▸ **Vorliegender Text**
□ □ □ □

Ralf Fücks: Wir sind auf jeden Fall an einem Punkt, wo Entscheidungen fallen müssen. Vor allem in zwei Schlüsselfragen: Einmal in der gesamtdeutschen Bündnispolitik der Grünen, und das ist immerhin eine Frage, die unsere Identität berührt. Dahinter steckt ja die Frage, ob sich die Grünen in ein gesamtdeutsches Linksbündnis einsortieren wollen, in dem die spezifsche Qualität der Grünen als ökolgische Partei verschwindet, oder ob wir uns endlich aus dem Rechts-Links-Dualismus freischwimmen und unsere historishe Rolle wahrnehmen, nämlich Partei der Ökologie und der Bürgerrechte zu sein.

□ □ □ □

▸ **Dateneinträge**
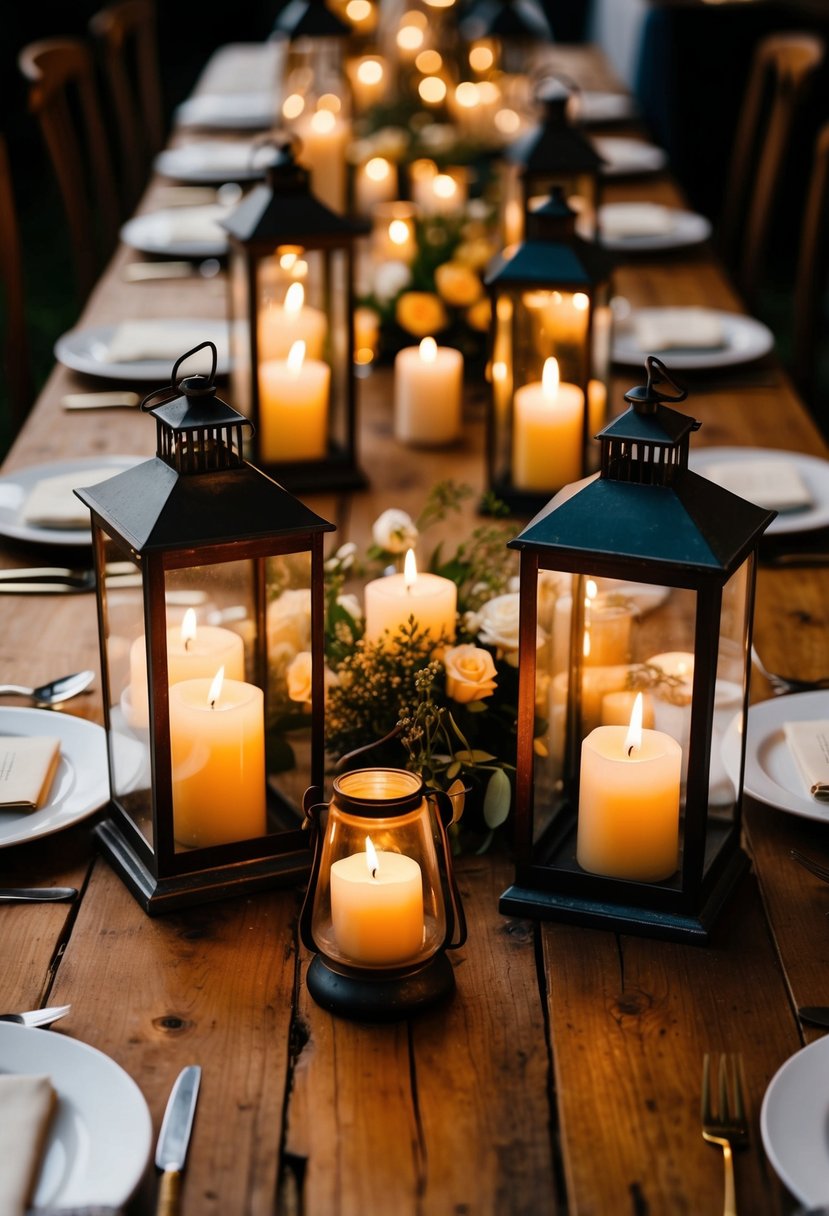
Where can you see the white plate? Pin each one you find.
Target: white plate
(794, 1122)
(744, 339)
(622, 156)
(86, 350)
(813, 471)
(100, 1138)
(152, 234)
(229, 111)
(212, 162)
(687, 228)
(771, 772)
(15, 489)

□ □ □ □

▸ **Herausforderungen**
[A] Schreiben Sie aus dem Text zu den Grünen alles von „Ralf Fücks: Wir“ bis hinunter zu „Bürgerrechte zu sein.“ wortgetreu nieder.
[B] Nennen Sie jede Stelle im Text zu den Grünen, an der ein Wort mit dem Bestandteil „Frage“ steht, jeweils zusammen mit dem unmittelbar davorstehenden Wort.
[C] Beantworten Sie bitte anhand des Textes zu den Grünen:
(i) Wie viele Schlüsselfragen nennt Ralf Fücks?
(ii) Welche Frage berührt nach seinen Worten die Identität der Grünen?
(iii) Welche Rolle sollen die Grünen wahrnehmen, wenn sie sich aus dem Rechts-Links-Dualismus freischwimmen?

▸ **Lösungen**
[A]
Ralf Fücks: Wir sind auf jeden Fall an einem Punkt, wo Entscheidungen fallen müssen. Vor allem in zwei Schlüsselfragen: Einmal in der gesamtdeutschen Bündnispolitik der Grünen, und das ist immerhin eine Frage, die unsere Identität berührt. Dahinter steckt ja die Frage, ob sich die Grünen in ein gesamtdeutsches Linksbündnis einsortieren wollen, in dem die spezifsche Qualität der Grünen als ökolgische Partei verschwindet, oder ob wir uns endlich aus dem Rechts-Links-Dualismus freischwimmen und unsere historishe Rolle wahrnehmen, nämlich Partei der Ökologie und der Bürgerrechte zu sein.

[B]
zwei Schlüsselfragen
eine Frage
die Frage

[C]
(i) Zwei.
(ii) Die Frage der gesamtdeutschen Bündnispolitik der Grünen.
(iii) Partei der Ökologie und der Bürgerrechte zu sein.